Records from a data collection
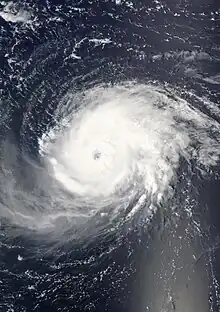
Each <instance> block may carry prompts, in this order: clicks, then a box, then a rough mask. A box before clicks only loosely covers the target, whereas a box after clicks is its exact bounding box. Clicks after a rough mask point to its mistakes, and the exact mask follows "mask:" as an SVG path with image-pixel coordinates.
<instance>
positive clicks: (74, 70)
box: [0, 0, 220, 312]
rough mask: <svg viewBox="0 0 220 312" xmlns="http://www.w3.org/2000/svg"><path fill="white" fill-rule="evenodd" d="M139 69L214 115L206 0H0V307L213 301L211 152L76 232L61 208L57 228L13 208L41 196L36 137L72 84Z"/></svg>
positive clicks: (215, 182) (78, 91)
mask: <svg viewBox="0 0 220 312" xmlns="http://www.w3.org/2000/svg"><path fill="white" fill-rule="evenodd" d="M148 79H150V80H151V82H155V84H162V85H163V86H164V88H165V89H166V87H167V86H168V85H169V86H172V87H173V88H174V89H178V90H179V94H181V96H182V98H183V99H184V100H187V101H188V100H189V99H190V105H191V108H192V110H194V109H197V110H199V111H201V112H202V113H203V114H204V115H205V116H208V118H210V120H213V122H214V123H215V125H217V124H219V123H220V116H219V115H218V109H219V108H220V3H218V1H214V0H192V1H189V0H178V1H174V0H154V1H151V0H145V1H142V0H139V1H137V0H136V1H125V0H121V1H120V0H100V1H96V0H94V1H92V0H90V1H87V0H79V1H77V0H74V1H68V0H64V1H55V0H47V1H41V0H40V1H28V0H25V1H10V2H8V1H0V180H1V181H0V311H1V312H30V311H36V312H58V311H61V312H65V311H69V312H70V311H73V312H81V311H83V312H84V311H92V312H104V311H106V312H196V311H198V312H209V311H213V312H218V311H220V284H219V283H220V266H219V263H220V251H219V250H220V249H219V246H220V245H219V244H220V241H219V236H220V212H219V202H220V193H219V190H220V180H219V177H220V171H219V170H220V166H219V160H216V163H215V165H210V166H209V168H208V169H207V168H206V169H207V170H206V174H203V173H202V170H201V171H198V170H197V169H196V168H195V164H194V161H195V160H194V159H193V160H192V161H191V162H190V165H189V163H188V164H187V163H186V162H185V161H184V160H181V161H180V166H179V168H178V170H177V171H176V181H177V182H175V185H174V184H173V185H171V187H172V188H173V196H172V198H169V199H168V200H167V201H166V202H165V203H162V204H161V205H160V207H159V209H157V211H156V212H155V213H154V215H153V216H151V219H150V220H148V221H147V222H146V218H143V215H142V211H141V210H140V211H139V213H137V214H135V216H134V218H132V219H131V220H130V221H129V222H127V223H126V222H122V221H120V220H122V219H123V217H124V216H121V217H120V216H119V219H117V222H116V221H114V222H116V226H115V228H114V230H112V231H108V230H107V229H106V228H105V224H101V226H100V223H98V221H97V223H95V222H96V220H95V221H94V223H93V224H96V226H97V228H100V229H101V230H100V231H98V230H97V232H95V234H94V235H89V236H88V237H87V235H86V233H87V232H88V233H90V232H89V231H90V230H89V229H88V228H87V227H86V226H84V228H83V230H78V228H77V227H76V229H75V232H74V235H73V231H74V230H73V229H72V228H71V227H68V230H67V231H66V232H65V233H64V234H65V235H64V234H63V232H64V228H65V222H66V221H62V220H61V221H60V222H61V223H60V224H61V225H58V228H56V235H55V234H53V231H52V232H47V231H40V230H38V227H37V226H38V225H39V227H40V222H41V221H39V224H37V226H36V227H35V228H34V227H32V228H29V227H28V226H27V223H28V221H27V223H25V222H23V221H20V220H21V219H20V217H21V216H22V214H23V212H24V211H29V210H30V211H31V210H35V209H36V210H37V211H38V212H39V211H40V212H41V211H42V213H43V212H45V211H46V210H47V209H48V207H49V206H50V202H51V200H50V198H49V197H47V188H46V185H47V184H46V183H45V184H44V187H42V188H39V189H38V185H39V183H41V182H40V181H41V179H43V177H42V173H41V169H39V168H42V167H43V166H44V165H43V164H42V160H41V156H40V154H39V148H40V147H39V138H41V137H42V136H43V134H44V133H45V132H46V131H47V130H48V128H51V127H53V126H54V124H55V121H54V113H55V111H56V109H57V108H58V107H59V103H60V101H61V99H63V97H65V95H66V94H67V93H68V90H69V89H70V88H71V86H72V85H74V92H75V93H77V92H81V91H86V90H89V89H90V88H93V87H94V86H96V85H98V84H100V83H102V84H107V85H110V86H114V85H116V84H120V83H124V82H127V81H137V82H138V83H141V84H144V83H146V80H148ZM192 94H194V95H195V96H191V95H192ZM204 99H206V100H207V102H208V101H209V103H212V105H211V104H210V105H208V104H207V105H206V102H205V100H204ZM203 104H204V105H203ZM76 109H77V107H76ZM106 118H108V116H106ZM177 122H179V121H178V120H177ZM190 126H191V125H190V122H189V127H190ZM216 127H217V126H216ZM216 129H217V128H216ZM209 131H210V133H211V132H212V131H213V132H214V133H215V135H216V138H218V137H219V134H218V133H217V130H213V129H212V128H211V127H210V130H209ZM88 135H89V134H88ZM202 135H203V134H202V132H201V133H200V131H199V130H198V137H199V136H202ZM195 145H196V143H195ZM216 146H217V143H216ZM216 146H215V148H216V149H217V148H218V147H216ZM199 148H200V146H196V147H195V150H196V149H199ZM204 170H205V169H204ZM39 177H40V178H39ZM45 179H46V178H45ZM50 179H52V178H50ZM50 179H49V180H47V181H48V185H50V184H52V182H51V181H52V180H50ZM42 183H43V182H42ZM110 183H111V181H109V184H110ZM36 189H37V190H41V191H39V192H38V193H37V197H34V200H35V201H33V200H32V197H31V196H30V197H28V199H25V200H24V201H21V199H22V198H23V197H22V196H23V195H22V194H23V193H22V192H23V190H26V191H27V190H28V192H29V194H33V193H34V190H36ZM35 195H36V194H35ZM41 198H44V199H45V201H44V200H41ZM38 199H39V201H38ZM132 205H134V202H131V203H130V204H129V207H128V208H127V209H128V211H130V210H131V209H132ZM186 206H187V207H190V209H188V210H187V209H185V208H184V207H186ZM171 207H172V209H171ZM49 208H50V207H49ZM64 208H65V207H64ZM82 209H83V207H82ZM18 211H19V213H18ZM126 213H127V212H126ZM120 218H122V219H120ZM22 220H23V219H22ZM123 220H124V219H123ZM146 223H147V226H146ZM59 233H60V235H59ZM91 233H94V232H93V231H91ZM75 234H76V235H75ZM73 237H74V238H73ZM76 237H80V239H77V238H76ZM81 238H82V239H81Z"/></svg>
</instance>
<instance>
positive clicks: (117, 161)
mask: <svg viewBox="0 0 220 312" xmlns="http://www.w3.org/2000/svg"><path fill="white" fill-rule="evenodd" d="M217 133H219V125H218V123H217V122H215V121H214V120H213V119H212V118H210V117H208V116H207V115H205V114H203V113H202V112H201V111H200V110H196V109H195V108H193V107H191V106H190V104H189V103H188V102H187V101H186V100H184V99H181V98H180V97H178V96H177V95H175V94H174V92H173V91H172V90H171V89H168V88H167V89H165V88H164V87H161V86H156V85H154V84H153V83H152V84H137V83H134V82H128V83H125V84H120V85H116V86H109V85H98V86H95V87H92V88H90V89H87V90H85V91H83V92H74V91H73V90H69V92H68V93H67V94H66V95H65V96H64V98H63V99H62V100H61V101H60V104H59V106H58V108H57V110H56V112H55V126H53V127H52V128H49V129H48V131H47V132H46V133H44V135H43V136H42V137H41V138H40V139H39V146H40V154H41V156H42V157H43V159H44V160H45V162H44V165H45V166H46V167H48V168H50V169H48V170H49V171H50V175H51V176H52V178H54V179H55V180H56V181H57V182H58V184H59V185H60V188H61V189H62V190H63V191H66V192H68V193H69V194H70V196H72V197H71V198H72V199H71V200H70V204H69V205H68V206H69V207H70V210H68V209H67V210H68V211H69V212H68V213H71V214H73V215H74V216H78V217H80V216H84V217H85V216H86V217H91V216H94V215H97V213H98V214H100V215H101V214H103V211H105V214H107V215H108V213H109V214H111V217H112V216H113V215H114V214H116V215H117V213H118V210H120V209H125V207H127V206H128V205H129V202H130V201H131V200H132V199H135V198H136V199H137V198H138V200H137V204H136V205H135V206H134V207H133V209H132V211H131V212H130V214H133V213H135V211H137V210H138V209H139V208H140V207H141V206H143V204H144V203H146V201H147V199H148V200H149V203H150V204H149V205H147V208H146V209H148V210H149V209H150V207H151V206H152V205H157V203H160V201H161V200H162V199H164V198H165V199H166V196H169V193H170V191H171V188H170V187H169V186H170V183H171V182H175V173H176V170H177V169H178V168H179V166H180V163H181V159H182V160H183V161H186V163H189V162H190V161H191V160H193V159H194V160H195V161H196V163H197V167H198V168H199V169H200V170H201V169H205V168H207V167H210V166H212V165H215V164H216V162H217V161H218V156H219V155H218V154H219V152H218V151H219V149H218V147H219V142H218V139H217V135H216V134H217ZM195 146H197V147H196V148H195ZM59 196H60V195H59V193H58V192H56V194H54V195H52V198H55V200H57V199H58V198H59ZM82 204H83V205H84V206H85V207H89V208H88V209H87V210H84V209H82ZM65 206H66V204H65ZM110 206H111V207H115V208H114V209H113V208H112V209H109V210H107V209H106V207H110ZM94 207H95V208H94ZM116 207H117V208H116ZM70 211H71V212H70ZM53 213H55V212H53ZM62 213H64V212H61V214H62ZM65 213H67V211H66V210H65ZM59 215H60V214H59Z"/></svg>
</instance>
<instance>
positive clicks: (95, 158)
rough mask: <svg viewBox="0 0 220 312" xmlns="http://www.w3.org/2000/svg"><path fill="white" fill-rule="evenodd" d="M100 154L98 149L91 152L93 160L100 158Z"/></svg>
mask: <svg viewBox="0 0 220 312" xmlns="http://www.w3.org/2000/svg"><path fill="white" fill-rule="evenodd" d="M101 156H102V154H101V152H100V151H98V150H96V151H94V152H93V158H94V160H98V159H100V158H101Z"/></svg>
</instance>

==

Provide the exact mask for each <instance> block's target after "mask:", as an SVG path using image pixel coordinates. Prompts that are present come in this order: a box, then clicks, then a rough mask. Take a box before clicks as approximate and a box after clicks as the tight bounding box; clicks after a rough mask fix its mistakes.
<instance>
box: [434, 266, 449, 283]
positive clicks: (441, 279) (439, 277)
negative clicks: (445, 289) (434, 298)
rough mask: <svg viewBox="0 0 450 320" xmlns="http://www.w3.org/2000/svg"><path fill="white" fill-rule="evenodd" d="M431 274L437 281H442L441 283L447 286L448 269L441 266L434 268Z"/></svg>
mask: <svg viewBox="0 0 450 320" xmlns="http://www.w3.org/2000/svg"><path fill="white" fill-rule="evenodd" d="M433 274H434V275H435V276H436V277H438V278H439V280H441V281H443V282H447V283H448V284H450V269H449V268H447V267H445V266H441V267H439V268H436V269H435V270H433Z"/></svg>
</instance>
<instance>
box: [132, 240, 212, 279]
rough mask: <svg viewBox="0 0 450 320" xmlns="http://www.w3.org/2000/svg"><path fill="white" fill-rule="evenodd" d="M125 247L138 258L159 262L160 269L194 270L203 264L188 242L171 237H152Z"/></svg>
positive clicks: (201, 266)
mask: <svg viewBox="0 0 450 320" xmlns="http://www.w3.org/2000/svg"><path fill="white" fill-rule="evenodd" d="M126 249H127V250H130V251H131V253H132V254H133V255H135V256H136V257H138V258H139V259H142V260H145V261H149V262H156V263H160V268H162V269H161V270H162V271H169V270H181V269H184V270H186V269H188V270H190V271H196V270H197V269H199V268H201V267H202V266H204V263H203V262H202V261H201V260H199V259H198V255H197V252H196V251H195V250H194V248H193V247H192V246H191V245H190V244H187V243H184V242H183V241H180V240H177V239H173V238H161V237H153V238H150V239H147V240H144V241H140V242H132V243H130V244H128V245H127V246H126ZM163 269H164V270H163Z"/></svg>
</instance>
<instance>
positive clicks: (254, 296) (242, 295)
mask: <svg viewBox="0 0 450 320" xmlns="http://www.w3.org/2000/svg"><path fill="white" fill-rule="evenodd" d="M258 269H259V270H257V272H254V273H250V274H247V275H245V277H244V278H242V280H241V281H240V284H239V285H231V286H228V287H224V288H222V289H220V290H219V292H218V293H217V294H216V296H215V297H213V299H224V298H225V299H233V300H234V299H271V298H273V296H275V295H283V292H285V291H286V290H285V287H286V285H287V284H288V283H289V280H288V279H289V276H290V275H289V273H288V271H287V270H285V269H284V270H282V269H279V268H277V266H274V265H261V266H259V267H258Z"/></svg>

**Task prompt:**
Transcribe the records above from the line holding "Each <instance> block may" down to the line holding "69L214 115L206 0H0V307L213", inclusive, without adding anything.

**Response below:**
Each <instance> block may carry prompts, in this order: clicks, then a box, then a rough mask. A box before clicks only loosely covers the target, whereas a box after clicks is its exact bounding box. Clicks after a rough mask point to its mistakes, and the exact mask follows "mask:" as an SVG path with image-pixel coordinates.
<instance>
positive clicks: (74, 70)
box: [0, 0, 220, 312]
rough mask: <svg viewBox="0 0 220 312" xmlns="http://www.w3.org/2000/svg"><path fill="white" fill-rule="evenodd" d="M139 69L214 115L206 0H0V307L213 301L211 152L76 232L61 208L57 228L13 208L41 196L36 137L72 84Z"/></svg>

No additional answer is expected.